# [Given data]
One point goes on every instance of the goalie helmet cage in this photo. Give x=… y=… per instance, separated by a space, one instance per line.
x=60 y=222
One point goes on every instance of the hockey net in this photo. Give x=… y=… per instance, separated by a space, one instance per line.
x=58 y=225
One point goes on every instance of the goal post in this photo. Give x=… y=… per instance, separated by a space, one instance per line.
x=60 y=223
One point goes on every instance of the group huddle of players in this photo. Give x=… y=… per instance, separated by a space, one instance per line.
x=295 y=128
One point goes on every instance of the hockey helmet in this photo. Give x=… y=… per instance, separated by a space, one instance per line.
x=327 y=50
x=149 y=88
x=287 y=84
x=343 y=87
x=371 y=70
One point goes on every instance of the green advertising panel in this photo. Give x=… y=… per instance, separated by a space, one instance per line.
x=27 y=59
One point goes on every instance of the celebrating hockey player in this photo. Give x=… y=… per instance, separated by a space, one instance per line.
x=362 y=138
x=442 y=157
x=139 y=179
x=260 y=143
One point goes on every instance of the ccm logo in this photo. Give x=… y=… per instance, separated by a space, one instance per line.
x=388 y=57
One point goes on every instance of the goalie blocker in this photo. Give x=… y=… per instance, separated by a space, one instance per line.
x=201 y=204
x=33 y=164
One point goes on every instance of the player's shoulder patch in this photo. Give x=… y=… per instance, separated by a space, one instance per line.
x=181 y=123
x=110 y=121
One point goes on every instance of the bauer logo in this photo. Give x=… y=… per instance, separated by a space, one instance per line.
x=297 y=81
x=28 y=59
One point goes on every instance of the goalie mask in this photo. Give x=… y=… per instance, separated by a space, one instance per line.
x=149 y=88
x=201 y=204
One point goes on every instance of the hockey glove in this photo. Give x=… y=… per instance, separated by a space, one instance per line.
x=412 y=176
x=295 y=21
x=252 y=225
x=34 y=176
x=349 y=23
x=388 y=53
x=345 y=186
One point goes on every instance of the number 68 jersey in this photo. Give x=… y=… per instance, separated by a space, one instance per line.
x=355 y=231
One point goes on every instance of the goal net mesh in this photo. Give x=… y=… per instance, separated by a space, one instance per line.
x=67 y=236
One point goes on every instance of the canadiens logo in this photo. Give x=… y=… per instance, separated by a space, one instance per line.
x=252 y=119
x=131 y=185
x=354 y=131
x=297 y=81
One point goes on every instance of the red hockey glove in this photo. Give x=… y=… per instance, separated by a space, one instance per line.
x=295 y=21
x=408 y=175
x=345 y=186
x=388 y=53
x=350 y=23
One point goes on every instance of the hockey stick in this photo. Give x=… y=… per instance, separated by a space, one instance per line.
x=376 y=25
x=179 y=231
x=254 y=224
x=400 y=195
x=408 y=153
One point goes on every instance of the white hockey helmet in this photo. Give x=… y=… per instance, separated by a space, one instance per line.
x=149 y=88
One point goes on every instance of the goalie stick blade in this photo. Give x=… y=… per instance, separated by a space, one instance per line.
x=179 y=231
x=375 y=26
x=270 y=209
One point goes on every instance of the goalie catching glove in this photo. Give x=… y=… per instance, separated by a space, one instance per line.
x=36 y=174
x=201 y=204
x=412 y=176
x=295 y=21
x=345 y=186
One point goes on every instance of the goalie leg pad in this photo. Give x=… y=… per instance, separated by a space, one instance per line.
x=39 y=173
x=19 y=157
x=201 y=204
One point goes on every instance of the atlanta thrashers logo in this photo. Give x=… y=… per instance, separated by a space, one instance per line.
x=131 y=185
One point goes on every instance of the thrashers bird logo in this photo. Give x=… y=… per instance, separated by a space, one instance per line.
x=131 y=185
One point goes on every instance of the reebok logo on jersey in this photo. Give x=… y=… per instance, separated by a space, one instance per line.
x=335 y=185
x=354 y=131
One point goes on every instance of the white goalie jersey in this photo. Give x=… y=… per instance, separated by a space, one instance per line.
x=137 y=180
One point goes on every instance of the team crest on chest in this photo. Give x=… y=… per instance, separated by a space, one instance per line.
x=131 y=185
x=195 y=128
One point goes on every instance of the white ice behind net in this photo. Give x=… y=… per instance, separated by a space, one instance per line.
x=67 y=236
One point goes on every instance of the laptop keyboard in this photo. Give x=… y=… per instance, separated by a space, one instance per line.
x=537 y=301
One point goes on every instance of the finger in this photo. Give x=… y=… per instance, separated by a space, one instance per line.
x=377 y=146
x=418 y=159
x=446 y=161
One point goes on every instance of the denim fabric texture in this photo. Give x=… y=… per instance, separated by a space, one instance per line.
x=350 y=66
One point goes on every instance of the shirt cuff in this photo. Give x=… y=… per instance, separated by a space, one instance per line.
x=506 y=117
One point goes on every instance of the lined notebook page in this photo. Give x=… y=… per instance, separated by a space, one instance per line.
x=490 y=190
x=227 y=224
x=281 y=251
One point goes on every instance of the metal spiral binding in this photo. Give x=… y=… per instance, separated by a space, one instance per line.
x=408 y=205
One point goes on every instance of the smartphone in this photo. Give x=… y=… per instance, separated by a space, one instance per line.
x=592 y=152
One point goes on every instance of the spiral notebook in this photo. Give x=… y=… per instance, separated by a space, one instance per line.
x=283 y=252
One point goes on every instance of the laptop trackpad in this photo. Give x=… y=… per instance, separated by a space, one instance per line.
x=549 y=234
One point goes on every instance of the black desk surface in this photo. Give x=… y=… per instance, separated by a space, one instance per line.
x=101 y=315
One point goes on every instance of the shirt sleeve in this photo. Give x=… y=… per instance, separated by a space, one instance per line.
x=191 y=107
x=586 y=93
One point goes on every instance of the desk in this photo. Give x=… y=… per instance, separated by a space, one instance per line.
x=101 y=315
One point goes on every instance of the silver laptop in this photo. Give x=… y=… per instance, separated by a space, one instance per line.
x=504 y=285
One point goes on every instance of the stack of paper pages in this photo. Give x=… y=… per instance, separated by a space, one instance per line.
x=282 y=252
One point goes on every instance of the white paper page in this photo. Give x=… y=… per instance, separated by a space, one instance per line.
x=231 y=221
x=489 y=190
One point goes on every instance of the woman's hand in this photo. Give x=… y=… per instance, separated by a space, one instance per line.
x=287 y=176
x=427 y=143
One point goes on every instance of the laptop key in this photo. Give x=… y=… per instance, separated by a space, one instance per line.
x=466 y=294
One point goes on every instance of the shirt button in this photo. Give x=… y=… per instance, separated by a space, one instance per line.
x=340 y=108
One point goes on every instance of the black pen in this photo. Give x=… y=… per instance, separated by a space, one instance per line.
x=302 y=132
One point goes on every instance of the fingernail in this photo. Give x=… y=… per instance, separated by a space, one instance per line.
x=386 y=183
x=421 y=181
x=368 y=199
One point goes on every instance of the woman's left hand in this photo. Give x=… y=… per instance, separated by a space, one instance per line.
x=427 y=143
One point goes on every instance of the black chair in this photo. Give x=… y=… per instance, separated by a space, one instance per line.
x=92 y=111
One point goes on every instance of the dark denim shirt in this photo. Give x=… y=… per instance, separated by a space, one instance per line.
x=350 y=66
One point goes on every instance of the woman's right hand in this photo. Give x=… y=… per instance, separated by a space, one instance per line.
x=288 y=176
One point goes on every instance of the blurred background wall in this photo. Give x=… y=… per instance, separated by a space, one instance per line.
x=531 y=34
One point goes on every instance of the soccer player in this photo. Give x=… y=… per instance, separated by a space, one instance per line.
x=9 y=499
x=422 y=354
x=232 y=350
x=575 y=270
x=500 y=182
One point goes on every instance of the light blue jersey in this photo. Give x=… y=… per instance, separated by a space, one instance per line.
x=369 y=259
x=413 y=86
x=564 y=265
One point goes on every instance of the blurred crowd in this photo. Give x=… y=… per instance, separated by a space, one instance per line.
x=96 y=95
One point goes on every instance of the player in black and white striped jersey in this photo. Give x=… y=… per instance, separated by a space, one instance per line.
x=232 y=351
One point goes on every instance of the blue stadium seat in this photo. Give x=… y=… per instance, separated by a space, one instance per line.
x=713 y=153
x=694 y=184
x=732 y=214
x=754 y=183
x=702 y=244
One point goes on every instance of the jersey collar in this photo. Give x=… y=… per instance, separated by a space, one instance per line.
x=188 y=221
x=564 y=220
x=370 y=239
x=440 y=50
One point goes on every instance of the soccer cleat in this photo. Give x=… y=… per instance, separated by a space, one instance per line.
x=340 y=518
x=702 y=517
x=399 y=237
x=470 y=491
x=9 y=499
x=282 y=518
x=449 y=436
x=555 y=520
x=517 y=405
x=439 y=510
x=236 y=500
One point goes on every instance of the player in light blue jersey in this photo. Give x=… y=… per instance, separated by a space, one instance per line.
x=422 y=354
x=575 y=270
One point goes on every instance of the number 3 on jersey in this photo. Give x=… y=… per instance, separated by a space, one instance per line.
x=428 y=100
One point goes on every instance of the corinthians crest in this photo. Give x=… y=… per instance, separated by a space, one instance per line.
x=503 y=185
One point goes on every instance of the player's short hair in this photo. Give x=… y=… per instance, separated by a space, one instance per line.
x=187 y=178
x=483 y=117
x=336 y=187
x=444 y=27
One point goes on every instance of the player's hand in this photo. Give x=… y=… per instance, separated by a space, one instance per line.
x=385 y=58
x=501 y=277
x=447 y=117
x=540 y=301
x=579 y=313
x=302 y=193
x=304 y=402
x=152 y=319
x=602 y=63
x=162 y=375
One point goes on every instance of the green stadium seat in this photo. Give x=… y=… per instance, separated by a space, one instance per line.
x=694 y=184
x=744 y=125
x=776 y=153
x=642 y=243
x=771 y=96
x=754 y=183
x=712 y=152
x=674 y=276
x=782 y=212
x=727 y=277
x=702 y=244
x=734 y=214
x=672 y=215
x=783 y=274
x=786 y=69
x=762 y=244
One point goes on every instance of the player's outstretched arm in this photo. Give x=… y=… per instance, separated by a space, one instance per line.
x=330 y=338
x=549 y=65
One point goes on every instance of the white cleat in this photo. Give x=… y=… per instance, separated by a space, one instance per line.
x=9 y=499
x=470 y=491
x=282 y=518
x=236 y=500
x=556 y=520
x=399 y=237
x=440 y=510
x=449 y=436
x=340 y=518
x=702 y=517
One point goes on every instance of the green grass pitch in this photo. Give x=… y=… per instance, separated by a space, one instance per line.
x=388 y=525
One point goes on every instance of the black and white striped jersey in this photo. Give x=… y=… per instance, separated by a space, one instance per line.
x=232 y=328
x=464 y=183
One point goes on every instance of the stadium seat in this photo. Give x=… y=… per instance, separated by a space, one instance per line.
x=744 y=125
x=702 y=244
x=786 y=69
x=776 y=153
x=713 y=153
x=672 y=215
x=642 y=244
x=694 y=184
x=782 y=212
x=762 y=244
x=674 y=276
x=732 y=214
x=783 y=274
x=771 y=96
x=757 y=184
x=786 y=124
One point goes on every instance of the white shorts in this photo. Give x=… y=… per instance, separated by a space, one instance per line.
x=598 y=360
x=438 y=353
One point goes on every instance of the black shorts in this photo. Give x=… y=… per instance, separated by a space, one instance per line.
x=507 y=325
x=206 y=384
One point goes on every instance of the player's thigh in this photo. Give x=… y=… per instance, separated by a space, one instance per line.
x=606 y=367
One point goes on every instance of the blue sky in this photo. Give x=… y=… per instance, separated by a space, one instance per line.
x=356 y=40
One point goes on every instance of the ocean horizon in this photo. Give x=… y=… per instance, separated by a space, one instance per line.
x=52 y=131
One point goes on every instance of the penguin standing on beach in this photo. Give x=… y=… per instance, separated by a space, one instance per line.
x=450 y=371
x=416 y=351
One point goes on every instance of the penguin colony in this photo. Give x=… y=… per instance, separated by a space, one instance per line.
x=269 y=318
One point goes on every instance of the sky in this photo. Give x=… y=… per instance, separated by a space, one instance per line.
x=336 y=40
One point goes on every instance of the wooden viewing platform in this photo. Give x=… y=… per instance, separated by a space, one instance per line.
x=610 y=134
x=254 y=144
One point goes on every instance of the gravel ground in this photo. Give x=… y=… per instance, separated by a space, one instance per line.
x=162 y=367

# [What you will do]
Print again the material above, limited to the lines from the one holding "One point goes on every instance of the white shorts" through the last, inclusive.

# [Complete response]
One point goes on every instance of the white shorts in this photo. Give x=… y=… per instance, separated by a space, one instance per line.
x=598 y=360
x=438 y=353
One point goes on every instance of the black shorts in this photo. Give x=… y=… per instance, separated by a space, one instance per line.
x=507 y=325
x=206 y=384
One point goes on every instance of the player's thigh in this photo. Give x=… y=… per instance, separated by a space, one instance per line.
x=606 y=367
One point goes on every instance of the blue sky in this photo. Give x=… y=… per instance, separated by a space, one instance per line.
x=356 y=40
One point goes on every instance of the ocean horizon in this photo. Give x=… y=… per instance, separated by a space, one instance per line.
x=52 y=131
One point goes on every instance of the penguin standing on beach in this photo. Give x=… y=… per instance, separated by a space, one instance per line.
x=450 y=371
x=416 y=351
One point goes on every instance of the penguin colony in this photo. Give x=… y=… per instance, separated by a space, one instance per line.
x=269 y=318
One point goes on every instance of the sky in this photo. Give x=… y=… per instance, separated by a space, one instance per line.
x=336 y=40
One point goes on every instance of the wooden viewing platform in this photo. Give x=… y=… per instance, separated by a space, one instance per line.
x=610 y=134
x=254 y=144
One point goes on every instance of the gravel ground in this photo. Give x=… y=… per instance, separated by a space, one instance per line.
x=162 y=367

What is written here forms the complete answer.